TEXT BLOCK:
┌──
While supporting North Korea, Russia is taking care not to undermine its relations with China. While Putin was meeting in Vladivostok, a large Russian delegation, headed by Prime Minister M. Kasyanov, was visiting Beijing. During this visit it was announced that a new oil pipeline would be run from Angarsk in Yakutia to China.

Russian newspapers reported the existence of an alternative path for constructing the pipeline from Angarsk, one that would end at the Russian port of Nakhodka on the Pacific. This path would allow Russia more options, since its oil could be sold not just to China, but to other countries as well, including the US. However, according to the Russian media, the Kremlin took a “political decision” in favor of a “purely” Chinese alternative.

In China, Kasyanov was able to secure Beijing’s support for Russia’s entry into the World Trade Organization. But this support is hedged by a number of Chinese counter-demands. Among these is the Chinese request for Russia to open up its labor market and significantly decrease its customs duties.

The realization of the Trans-Korea rail network is impossible without the participation of Seoul, which in turn revolves around the agreement of the United States. Thus, the completion of the railroad project means the involvement in decision-making of the US, which is interested in preventing the strengthening of Japanese influence in this strategically important region.
└──
MATERIAL PROVIDED:
┌──
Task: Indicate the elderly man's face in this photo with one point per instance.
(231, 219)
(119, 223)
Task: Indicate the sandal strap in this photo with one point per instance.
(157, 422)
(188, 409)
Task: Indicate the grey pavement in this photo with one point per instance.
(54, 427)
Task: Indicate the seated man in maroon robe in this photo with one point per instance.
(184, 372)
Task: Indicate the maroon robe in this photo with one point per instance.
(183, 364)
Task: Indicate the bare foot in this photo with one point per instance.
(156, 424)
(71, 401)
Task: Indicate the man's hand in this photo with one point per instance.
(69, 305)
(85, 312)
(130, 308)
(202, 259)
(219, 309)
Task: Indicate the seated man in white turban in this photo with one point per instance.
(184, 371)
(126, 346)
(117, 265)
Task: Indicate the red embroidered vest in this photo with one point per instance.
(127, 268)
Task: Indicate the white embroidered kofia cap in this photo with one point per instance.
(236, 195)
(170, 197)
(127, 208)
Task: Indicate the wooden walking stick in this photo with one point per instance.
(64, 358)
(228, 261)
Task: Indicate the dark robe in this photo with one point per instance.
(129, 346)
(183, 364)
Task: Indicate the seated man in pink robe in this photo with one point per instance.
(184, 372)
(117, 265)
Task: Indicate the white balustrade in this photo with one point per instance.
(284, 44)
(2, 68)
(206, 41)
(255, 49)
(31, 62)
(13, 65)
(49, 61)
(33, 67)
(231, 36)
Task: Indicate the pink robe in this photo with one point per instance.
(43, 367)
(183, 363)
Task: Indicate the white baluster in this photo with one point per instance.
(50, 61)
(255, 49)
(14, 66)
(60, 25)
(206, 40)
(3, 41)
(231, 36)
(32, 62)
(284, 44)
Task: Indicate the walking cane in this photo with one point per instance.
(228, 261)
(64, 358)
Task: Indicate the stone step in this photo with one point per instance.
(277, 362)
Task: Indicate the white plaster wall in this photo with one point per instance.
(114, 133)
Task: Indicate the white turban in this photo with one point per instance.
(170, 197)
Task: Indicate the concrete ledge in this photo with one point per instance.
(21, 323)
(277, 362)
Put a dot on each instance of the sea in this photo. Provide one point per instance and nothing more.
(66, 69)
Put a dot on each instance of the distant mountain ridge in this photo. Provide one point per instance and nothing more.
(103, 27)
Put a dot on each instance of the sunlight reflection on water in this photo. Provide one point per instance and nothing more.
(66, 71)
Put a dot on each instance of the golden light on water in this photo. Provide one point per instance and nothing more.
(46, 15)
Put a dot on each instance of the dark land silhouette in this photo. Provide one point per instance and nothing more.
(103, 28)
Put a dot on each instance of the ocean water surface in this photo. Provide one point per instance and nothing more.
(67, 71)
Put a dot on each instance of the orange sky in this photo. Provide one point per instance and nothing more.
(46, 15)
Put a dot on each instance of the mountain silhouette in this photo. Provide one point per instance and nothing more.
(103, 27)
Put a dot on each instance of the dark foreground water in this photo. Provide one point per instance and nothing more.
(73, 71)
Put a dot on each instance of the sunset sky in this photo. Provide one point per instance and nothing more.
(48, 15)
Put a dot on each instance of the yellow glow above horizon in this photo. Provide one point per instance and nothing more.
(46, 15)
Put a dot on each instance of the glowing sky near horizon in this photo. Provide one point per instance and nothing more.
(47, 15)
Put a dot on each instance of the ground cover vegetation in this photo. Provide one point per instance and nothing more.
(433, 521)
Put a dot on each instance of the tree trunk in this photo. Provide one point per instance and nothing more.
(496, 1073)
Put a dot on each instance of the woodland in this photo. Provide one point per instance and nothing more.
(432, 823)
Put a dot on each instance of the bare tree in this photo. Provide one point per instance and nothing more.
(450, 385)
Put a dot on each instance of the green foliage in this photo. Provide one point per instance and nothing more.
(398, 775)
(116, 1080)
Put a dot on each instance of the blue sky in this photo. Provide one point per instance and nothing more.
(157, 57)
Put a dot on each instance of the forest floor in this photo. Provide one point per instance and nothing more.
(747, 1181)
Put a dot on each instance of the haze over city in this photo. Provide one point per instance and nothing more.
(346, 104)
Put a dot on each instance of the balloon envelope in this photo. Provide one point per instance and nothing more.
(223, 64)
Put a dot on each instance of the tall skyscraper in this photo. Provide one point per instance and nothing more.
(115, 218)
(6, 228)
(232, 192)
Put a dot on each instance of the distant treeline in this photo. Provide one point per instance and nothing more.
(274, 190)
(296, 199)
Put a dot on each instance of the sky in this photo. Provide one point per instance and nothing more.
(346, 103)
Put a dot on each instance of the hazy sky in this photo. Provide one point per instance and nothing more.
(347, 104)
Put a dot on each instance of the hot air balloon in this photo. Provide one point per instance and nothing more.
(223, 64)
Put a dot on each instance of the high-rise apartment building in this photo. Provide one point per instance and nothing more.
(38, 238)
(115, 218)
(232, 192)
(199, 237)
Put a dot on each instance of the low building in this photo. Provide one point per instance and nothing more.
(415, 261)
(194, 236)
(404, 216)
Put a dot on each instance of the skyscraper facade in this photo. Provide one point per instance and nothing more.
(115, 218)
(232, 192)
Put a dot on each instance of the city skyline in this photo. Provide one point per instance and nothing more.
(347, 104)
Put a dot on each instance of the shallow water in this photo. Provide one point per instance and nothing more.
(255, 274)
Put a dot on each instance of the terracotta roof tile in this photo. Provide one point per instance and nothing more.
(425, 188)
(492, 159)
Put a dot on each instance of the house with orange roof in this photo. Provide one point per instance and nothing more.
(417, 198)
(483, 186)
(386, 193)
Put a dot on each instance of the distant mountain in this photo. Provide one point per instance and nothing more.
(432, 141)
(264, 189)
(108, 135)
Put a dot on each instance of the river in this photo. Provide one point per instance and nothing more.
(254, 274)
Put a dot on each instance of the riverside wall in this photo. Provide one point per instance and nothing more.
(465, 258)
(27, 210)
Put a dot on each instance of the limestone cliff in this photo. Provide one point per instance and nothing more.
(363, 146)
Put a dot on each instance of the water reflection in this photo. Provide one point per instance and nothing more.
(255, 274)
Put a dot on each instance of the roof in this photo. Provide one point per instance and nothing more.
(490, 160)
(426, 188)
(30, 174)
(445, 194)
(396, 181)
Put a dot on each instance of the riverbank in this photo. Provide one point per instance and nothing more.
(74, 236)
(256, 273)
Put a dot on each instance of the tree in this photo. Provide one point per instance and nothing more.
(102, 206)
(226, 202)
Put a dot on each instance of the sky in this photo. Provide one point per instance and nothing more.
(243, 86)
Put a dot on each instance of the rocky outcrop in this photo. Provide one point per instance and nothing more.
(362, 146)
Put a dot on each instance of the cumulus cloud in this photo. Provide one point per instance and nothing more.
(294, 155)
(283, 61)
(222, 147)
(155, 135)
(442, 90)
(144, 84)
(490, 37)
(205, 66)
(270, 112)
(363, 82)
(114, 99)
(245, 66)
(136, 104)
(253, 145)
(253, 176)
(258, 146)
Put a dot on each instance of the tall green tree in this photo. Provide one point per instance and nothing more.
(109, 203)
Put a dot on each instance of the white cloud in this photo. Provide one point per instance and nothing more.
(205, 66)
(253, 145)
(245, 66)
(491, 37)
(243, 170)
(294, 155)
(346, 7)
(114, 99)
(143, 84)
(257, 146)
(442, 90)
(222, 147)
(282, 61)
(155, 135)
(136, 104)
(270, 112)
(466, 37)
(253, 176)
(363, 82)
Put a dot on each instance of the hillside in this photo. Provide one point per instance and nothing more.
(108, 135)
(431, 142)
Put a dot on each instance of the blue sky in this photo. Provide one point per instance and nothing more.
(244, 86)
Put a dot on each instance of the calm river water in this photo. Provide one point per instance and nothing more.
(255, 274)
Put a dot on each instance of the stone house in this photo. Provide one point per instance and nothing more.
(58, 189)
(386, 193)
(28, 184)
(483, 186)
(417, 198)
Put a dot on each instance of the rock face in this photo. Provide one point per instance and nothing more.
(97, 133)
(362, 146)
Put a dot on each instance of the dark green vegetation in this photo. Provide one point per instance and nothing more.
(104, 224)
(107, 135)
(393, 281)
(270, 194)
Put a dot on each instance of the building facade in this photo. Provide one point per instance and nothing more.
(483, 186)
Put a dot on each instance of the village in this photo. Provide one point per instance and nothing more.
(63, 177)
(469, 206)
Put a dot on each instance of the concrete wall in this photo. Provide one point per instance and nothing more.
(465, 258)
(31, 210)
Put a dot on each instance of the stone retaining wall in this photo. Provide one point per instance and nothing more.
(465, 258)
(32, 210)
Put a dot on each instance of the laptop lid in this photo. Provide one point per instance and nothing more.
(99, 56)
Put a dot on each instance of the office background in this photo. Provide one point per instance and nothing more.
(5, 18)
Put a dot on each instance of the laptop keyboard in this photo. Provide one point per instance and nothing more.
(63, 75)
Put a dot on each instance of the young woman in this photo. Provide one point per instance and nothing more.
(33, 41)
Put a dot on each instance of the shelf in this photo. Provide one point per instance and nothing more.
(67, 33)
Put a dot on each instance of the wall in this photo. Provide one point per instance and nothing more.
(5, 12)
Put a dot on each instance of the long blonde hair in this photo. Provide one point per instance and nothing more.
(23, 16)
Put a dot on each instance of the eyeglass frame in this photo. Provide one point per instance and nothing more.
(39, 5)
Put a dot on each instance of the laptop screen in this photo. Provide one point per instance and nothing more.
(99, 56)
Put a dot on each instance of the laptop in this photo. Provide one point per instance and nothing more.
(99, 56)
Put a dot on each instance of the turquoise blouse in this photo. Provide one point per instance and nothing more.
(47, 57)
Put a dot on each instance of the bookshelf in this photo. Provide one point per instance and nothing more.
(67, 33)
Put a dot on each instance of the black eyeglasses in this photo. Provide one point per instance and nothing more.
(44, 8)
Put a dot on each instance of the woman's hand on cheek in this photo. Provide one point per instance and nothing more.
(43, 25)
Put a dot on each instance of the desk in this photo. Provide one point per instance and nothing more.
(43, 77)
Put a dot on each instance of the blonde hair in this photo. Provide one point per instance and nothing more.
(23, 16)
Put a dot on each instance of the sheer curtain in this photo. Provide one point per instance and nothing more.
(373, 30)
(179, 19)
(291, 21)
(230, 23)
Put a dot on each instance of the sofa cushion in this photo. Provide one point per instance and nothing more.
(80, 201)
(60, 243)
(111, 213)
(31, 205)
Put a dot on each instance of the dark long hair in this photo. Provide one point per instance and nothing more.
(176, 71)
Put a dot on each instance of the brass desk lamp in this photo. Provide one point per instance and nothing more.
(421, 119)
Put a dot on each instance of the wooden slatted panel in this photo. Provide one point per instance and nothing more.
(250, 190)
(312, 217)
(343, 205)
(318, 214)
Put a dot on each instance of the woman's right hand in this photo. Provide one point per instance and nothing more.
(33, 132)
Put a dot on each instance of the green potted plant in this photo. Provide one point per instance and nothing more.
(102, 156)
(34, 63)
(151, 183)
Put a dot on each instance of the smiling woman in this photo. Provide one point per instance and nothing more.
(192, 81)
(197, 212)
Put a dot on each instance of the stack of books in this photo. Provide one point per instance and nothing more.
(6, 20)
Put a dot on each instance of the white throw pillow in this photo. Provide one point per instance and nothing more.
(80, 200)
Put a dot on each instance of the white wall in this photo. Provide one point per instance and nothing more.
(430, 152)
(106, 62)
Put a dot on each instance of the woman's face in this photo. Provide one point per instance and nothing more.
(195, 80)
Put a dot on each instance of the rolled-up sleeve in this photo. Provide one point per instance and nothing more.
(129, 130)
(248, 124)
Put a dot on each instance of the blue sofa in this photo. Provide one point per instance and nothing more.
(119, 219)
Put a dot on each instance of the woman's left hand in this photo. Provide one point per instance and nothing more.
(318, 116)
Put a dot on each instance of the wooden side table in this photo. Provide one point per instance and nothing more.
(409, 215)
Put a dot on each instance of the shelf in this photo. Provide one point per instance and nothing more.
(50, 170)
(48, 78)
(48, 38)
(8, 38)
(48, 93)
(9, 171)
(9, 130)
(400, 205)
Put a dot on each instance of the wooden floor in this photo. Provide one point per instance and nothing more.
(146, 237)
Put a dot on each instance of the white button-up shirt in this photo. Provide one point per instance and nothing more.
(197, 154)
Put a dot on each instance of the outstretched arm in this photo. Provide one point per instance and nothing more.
└──
WHAT YOU WILL DO:
**a.** In the text on Russian diplomacy in East Asia, where would the alternative pipeline route from Angarsk end?
**b.** Write the next part of the text on Russian diplomacy in East Asia, picking up after its final sentence.

ANSWERS FOR THE TASKS:
**a.** At the Russian port of Nakhodka on the Pacific.

**b.**
Generally speaking, Russia’s latest activities in the Far East and the strengthening of its ties to North Korea imply that Moscow is trying to play the role of mediator between North Korea, on the one hand, and the US, Japan and even South Korea, on the other.

The social situation in the Russian Far East

Whatever the perspectives for building the Eurasian rail corridor, the completion of this plan cannot improve the lives of the majority of Russian citizens living in the Far East. Putin had to admit as much during his visit to Vladivostok.

Noting the miserable state of the Far East, even in comparison to other poor regions of Russia, the Russian president said, “[T]he region has more problems than solutions.” He did not offer any additional solutions.

This region has the highest level of wage arrears in the country, and the living standards of its population are lower than in many other regions of Russia. Newspaper reports noted that the presidential motorcade from the airport had to pass by a tent city housing sailors and fishermen protesting against their wage arrears.

A market basket of foodstuffs costs 1.3 times more in the Far East than in an average Russian region, but the per capita income is 4.2 percent lower.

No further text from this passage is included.